# Pop up Ground blinds



## hunter98 (May 26, 2008)

What is the best blind for the money? Looking for one that is big and easy to shoot out of.


Thanks


----------



## Screeminreel (Jun 2, 2004)

Well I tell you, when it comes to these type blinds I am somewhat cheap. I usually only use them when I hunt a particular spot with the grandson, or when the possibility of pretty crappy weather is there. The one below has enough room in it for two of the fold out cloth chairs, when rifle hunting, and plenty of room to draw if bow hunting, depending on your bow length. Mine is right at 31" and I have plenty of room.

The ones I have gotten are from Sportsman's Guide and is the one in this link,
http://www.sportsmansguide.com/net/cb/deluxe-5-hub-ground-blind-next-camo.aspx?a=573582

It might not be the best on the market but for our uses it has been fine. I had plenty of room to draw my bow in it last fall, but my only shot out of it went through the top of one corner, (don't ask). LOL

There are quite a few that they carry that you can compare it to, but for the money they are hard to beat. Most all of them do better if you brush them in a bit to help break up the outline. I also take some of the Camp Dry and liberally coat the whole thing before the season starts to help shed any heavier rain. Nothing I hate more than being in one in a torrential downpour and have it start to come through and get everything wet.

> [Stored rows]:

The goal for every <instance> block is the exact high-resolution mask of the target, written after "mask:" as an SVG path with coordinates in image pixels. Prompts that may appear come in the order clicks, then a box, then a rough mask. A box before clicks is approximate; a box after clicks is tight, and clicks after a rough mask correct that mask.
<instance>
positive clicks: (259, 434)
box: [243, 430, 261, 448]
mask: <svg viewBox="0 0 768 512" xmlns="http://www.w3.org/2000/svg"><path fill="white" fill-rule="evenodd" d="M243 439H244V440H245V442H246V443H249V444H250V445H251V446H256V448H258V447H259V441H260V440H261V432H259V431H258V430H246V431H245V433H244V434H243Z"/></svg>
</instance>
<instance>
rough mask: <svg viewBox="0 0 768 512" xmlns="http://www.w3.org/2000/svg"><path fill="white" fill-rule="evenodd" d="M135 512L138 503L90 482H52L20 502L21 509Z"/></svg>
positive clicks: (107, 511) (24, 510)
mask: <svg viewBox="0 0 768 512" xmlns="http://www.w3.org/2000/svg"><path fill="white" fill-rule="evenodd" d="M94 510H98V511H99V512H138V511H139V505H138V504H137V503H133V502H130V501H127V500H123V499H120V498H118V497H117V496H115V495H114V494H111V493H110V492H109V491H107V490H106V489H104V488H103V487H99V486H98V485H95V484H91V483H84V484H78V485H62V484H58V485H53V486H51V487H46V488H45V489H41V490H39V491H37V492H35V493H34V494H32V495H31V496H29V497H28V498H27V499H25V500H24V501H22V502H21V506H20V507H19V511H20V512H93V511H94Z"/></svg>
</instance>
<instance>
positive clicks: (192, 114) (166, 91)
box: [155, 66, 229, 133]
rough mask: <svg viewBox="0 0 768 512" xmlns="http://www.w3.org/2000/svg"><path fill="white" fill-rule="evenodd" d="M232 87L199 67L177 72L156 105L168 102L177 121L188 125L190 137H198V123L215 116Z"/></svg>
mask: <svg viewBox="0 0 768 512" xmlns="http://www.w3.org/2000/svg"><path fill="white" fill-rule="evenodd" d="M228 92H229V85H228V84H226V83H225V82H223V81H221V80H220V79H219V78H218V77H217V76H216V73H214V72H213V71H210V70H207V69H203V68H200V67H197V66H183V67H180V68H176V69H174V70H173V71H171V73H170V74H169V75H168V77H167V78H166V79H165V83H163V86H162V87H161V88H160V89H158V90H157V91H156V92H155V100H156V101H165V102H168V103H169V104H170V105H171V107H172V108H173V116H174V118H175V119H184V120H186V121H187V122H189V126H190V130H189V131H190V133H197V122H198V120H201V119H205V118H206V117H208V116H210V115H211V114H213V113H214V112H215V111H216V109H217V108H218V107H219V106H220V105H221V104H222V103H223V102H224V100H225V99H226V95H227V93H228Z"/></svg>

> [Task instructions]:
1. List every username and every store or product name mentioned in the ground blind thread, leaving out anything that appears only inside the link.
2. Edit the stored rows from the first line through the line containing "box: [243, 430, 261, 448]", replacing "target" with "object" and leaving everything else unchanged.
These rows have no connection to the ground blind thread.

> [Answers to this exercise]:
1.
hunter98
Screeminreel
Sportsman's Guide
Camp Dry

2.
The goal for every <instance> block is the exact high-resolution mask of the object, written after "mask:" as an SVG path with coordinates in image pixels. Prompts that may appear come in the order clicks, then a box, then a rough mask. A box before clicks is approximate; a box after clicks is tight, and clicks after a rough mask correct that mask.
<instance>
positive clicks: (259, 434)
box: [243, 430, 261, 448]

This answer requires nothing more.